- **Data section**:

*** Begin section ***

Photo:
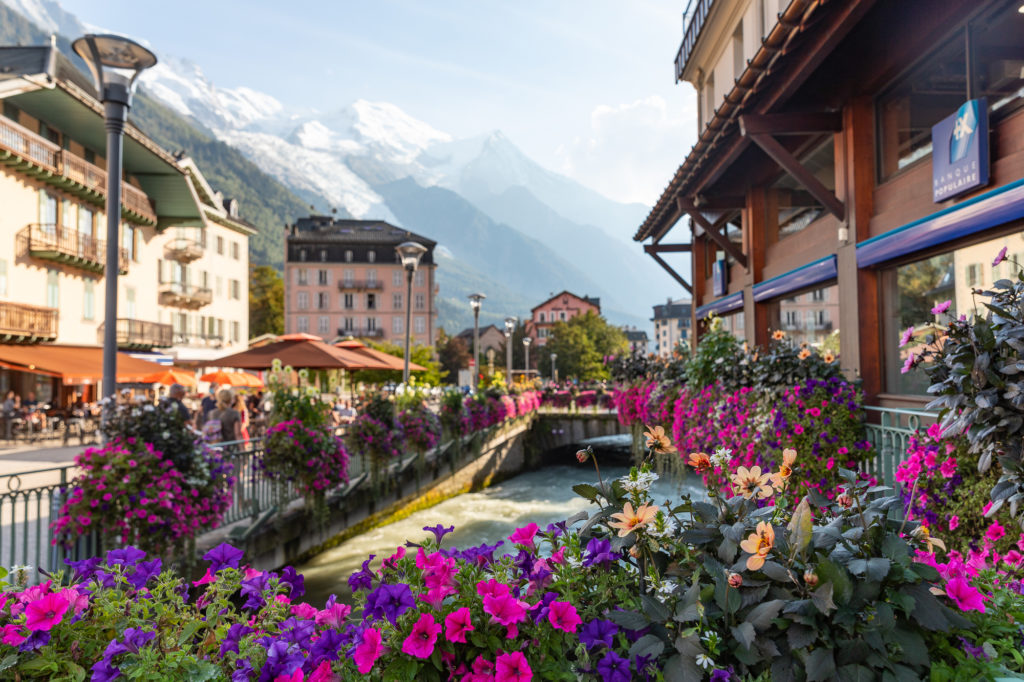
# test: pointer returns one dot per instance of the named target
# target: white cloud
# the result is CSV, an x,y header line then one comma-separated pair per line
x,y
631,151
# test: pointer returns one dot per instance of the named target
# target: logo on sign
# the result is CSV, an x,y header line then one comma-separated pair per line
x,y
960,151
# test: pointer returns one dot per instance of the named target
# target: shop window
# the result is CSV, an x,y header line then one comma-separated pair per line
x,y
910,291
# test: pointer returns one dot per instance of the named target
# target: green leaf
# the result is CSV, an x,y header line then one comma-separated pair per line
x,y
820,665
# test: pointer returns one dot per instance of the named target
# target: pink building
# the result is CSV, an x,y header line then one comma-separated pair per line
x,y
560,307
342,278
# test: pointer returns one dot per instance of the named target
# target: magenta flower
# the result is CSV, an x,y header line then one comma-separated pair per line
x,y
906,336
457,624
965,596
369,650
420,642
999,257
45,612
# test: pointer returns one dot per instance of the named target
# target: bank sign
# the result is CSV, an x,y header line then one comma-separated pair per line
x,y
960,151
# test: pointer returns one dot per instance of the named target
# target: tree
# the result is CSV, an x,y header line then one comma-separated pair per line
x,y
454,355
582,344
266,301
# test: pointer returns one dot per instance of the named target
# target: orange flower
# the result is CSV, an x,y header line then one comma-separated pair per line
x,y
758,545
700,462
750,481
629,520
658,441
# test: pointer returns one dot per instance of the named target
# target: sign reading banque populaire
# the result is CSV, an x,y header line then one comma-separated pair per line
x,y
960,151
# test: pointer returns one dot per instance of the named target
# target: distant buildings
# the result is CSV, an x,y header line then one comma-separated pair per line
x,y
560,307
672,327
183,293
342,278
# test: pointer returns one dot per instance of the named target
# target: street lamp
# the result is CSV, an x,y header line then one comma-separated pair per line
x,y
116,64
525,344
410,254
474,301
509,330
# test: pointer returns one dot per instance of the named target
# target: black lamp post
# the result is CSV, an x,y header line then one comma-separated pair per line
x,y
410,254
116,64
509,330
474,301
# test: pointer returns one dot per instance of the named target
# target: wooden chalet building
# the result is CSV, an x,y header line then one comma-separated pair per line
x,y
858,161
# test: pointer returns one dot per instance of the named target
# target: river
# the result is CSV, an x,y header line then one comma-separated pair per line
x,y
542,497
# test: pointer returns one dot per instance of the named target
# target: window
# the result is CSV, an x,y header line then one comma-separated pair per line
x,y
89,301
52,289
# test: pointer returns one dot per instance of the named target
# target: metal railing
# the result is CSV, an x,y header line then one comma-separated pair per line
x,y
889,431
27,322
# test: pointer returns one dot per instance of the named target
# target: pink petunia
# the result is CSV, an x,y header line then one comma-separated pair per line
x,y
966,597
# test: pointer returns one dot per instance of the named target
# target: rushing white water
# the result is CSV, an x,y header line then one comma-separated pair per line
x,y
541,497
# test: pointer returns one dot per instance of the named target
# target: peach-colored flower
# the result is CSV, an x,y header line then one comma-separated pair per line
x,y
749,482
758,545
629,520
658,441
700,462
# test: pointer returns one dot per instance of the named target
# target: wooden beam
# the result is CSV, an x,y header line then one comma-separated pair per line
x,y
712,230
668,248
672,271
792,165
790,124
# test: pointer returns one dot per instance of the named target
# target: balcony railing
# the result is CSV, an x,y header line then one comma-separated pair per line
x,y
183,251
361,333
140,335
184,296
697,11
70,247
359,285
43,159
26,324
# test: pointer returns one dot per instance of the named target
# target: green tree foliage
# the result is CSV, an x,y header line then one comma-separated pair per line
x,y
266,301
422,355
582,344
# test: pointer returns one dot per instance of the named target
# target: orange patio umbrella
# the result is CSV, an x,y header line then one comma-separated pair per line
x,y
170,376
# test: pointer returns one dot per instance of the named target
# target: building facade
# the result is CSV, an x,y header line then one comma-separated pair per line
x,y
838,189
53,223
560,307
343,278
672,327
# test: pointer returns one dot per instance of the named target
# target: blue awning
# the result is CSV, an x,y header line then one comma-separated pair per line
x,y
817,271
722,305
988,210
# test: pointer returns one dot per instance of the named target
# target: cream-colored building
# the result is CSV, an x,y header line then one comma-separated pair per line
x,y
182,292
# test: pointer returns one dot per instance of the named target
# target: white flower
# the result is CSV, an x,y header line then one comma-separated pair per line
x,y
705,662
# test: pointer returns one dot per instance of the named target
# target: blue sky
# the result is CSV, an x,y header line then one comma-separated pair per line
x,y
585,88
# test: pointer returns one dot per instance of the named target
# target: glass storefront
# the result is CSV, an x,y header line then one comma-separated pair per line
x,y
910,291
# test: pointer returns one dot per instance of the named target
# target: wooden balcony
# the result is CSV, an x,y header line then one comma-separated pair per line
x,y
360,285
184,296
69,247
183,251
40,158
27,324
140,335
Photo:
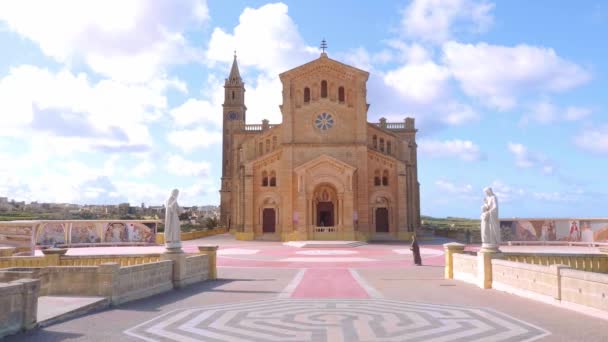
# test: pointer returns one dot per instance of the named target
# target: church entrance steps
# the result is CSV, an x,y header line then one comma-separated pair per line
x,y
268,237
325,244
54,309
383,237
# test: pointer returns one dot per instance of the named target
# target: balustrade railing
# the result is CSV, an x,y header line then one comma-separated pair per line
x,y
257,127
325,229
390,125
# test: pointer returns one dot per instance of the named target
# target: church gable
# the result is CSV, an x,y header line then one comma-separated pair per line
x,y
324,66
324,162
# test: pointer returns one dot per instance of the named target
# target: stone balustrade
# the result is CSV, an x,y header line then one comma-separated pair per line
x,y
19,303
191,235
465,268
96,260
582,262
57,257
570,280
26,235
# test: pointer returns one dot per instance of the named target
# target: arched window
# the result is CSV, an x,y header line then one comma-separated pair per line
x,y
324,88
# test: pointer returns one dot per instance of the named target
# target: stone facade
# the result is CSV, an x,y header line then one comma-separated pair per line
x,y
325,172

*** End section ***

- **Task goal**: What count of lines in the listing contain the word "pink"? Reply with the number only.

- **Answer for this exercise**: 2